▶ PROBLEM DESCRIPTION
In the data that follows, find the line with "Read the prompts"; transcribe it, every later line up to the one with "positive clicks: (100, 602)", and that line as well, exactly and with no others.

***** MATERIAL FOR THE TASK

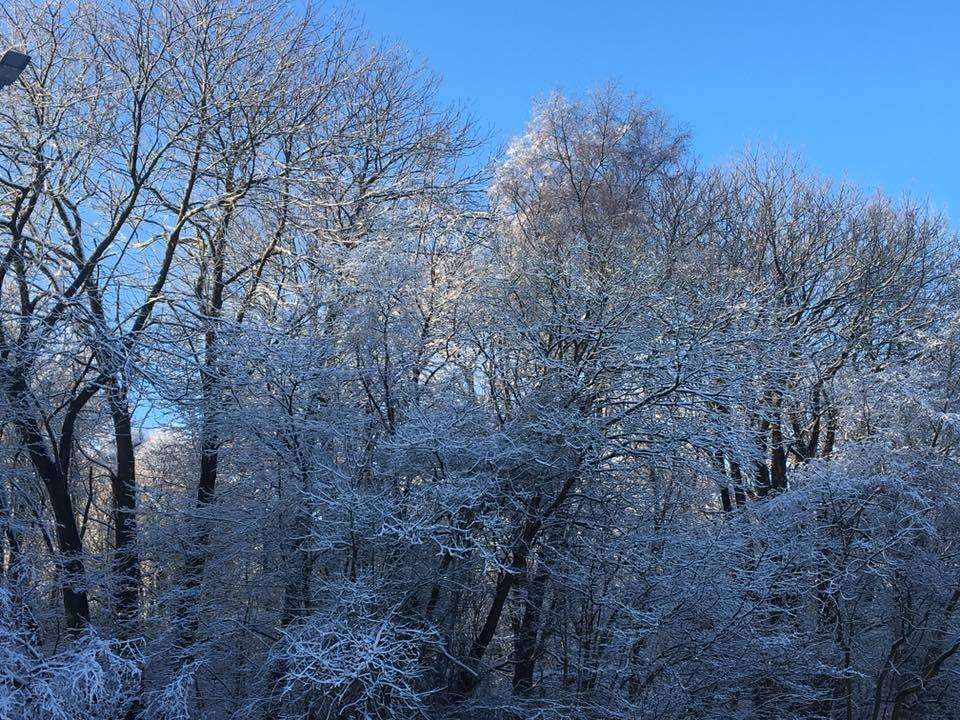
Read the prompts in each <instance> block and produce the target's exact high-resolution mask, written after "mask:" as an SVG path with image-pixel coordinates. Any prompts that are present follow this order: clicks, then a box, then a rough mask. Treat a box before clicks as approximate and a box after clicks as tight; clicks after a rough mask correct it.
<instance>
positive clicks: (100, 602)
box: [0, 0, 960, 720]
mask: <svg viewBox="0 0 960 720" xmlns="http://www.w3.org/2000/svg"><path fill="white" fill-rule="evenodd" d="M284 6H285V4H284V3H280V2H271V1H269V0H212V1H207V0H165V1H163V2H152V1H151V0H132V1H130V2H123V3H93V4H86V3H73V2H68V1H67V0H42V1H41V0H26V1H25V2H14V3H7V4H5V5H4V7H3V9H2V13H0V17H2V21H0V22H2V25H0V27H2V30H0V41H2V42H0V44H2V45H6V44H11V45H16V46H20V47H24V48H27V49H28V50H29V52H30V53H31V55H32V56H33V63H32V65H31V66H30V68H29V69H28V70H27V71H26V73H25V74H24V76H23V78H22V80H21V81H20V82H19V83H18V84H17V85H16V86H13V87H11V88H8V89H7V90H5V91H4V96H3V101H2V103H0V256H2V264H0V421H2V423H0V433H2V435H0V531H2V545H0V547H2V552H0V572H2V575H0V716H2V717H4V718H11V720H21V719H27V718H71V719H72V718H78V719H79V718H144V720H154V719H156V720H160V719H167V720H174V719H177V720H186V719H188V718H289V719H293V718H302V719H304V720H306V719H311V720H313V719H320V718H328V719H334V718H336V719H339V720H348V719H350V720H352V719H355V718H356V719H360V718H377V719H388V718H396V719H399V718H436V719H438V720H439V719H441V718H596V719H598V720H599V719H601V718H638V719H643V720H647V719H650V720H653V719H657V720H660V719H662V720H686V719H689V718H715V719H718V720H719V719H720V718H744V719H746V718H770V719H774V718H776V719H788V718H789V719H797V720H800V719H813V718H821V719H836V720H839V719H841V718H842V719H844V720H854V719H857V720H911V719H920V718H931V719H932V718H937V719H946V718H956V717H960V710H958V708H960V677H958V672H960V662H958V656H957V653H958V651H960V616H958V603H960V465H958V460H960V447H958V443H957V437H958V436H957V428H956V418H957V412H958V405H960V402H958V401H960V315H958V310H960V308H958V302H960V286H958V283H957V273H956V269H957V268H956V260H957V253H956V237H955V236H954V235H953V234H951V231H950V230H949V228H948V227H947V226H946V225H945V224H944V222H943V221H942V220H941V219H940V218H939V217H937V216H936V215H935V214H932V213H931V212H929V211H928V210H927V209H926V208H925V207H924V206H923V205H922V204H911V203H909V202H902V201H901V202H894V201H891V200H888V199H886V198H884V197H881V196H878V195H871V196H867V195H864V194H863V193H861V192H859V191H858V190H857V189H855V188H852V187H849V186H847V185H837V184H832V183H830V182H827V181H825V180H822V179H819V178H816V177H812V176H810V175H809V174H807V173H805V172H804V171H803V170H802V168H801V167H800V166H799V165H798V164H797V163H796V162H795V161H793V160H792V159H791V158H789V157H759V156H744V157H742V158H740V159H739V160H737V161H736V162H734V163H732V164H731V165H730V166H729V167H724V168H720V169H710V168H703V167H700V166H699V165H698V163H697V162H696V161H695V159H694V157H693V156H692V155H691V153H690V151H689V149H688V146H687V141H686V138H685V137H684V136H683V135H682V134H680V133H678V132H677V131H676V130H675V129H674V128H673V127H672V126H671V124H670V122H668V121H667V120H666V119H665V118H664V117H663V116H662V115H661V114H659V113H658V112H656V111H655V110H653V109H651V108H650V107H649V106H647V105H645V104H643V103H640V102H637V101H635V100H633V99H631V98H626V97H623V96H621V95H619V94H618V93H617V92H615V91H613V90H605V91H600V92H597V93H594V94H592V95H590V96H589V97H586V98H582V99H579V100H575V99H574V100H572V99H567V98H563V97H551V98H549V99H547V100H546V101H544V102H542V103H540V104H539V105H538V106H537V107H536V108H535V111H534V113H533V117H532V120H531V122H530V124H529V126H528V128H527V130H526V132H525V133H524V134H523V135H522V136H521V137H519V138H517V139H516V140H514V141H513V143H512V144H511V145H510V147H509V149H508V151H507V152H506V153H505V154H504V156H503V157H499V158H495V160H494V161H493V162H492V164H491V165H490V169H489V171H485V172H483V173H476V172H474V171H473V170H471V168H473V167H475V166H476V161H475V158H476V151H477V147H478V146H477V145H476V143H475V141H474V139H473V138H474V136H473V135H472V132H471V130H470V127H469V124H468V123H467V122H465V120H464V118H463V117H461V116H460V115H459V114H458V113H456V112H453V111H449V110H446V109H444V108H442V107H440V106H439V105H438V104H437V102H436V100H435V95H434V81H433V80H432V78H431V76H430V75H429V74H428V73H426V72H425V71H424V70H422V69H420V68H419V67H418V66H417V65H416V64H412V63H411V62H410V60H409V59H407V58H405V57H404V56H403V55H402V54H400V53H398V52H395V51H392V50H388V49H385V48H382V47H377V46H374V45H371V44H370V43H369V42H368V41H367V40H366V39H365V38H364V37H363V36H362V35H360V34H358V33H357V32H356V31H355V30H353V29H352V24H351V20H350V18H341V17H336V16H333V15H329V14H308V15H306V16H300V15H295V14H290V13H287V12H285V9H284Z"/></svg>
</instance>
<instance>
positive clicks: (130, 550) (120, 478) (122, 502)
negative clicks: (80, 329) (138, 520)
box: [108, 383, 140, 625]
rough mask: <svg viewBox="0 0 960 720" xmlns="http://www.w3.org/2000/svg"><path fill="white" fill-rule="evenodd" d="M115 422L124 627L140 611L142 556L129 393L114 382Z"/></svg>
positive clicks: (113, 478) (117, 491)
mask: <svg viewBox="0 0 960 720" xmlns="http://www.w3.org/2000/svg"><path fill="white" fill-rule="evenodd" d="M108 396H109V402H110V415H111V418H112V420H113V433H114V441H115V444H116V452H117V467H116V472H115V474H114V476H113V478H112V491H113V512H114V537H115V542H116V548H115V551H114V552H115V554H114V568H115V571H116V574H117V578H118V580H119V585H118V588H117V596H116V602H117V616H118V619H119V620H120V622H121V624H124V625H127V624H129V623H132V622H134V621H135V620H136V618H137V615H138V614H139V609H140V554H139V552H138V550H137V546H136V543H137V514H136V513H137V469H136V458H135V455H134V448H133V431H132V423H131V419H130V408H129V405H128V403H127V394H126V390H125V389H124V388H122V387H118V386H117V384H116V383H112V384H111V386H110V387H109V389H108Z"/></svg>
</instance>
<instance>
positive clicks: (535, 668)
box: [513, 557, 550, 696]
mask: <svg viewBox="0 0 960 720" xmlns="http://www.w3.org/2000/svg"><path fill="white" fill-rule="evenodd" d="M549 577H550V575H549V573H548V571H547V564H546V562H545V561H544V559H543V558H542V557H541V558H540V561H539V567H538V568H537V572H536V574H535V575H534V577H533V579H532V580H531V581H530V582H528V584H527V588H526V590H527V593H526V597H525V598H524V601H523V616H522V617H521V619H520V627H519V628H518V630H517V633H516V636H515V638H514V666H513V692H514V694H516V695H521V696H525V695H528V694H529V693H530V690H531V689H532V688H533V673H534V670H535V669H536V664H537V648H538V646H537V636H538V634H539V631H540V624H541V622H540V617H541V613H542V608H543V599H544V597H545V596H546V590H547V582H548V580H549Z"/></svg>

**********
***** MATERIAL FOR THE TASK

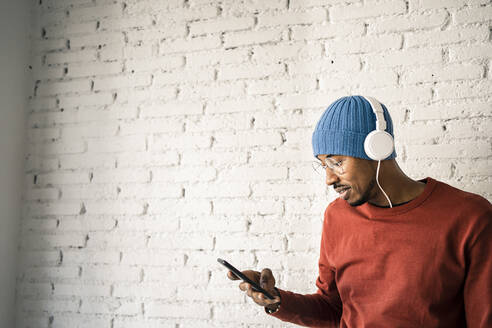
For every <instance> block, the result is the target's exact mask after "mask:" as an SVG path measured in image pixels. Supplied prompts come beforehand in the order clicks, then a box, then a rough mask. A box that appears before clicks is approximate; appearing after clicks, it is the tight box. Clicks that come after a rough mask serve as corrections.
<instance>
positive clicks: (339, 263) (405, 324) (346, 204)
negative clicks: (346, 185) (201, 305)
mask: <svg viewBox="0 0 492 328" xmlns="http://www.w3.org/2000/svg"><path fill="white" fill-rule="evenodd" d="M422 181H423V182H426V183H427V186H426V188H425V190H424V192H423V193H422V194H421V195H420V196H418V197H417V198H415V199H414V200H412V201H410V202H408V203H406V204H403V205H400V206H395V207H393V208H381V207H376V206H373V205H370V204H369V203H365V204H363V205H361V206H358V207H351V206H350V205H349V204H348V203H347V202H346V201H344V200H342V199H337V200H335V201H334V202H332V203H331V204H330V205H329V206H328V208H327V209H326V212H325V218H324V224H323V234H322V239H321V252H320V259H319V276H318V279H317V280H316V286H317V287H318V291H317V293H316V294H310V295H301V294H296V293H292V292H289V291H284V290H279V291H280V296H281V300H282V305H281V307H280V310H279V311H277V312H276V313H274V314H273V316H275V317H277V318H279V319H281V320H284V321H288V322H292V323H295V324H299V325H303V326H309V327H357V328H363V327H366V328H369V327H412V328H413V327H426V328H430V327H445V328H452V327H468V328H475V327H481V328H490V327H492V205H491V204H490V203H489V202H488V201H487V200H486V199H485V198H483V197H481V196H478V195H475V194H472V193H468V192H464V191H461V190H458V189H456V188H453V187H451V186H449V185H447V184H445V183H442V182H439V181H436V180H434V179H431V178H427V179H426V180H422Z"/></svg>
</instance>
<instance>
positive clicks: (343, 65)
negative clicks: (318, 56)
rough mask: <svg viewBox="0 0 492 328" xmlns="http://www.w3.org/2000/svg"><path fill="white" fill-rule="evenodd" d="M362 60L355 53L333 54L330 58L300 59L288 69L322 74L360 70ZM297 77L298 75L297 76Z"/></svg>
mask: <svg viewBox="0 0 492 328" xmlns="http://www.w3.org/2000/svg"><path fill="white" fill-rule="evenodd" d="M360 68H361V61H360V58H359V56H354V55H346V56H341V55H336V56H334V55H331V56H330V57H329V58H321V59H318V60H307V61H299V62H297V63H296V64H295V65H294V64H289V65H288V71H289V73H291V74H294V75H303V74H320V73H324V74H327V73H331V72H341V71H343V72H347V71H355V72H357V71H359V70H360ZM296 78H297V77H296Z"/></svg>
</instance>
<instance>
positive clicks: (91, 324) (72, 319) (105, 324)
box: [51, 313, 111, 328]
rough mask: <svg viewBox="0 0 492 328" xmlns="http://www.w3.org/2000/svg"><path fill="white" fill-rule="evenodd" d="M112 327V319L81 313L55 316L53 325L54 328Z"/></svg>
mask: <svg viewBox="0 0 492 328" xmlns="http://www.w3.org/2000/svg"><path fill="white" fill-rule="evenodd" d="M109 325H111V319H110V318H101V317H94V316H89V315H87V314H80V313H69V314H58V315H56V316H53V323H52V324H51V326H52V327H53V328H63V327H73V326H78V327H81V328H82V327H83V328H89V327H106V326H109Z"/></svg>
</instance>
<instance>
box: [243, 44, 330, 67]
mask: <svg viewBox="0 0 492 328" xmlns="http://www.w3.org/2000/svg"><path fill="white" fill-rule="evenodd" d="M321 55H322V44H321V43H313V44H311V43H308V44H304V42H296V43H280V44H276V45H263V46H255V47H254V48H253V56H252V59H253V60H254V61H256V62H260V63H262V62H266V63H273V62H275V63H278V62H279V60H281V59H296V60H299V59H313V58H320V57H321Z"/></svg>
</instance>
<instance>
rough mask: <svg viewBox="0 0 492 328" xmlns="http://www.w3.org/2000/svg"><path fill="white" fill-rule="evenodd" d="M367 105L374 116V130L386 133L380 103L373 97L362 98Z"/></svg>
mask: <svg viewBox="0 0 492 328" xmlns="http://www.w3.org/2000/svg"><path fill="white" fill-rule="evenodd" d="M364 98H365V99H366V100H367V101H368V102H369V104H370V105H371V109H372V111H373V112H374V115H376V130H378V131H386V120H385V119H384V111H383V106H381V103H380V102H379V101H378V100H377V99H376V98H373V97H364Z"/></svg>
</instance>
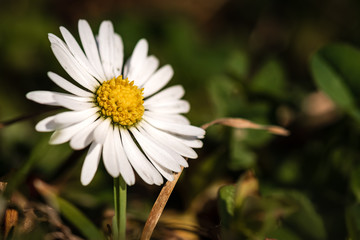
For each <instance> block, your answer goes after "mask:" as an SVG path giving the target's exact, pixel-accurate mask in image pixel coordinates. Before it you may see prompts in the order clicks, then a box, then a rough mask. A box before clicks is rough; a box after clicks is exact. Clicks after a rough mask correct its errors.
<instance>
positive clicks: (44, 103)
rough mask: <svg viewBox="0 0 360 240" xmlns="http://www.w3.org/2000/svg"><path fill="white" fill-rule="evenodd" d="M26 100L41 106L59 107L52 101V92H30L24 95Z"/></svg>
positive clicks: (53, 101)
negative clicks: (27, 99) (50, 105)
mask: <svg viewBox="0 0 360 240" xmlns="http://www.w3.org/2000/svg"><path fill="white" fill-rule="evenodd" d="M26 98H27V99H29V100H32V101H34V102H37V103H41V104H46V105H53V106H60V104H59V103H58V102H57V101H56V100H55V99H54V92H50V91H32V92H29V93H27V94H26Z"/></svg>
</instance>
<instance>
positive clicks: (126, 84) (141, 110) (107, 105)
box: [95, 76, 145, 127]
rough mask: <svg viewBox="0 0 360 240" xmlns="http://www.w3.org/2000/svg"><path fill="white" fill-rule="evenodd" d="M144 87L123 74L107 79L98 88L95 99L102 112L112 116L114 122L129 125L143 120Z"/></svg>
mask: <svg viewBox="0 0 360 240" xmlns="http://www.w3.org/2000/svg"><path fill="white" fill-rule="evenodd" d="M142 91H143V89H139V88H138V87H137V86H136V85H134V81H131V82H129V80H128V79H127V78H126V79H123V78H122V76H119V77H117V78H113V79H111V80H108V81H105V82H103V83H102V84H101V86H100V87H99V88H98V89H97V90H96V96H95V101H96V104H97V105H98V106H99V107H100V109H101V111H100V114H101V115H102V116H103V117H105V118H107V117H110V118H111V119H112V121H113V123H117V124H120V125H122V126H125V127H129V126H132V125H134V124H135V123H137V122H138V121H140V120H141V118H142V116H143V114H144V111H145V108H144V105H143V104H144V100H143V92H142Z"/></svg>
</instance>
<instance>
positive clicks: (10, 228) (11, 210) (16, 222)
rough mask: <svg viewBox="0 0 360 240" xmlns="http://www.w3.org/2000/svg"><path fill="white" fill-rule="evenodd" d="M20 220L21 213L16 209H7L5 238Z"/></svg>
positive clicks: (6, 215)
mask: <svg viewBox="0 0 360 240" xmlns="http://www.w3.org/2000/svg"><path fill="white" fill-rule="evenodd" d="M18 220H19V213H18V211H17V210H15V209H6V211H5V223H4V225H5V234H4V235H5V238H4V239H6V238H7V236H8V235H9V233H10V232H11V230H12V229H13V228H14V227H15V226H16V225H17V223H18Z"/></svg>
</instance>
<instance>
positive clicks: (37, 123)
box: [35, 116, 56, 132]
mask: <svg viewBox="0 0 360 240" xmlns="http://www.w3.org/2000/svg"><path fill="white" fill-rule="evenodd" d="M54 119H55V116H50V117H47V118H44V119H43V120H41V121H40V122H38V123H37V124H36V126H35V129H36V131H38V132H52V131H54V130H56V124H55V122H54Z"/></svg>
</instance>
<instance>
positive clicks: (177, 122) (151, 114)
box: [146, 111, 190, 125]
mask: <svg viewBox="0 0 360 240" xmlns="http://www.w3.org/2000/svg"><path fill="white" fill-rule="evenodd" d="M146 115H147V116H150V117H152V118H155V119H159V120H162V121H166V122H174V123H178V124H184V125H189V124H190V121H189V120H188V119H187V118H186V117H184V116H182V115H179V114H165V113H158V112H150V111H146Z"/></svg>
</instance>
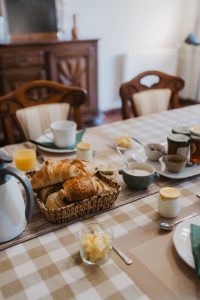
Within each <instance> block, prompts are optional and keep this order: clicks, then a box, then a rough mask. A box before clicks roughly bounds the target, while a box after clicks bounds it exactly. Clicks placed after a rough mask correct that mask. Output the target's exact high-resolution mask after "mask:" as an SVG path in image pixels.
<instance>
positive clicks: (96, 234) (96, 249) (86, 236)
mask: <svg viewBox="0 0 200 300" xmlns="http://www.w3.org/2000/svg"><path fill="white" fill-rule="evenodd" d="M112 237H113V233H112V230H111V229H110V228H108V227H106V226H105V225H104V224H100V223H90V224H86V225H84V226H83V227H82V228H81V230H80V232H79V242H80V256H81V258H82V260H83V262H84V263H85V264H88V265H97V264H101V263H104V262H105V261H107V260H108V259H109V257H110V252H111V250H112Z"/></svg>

**********

▶ WRITTEN ANSWER
Read the prompts in each <instance> block and produce the target's exact high-resolution mask, written after "mask:" as an SVG path with image-pixel coordinates. Any prompts that are present follow this order: clicks, then a box, then a rough mask. Treat a box before clicks as approximate and a box after clicks as tight; clicks after a rough mask correct it.
<instance>
positive clicks: (100, 602)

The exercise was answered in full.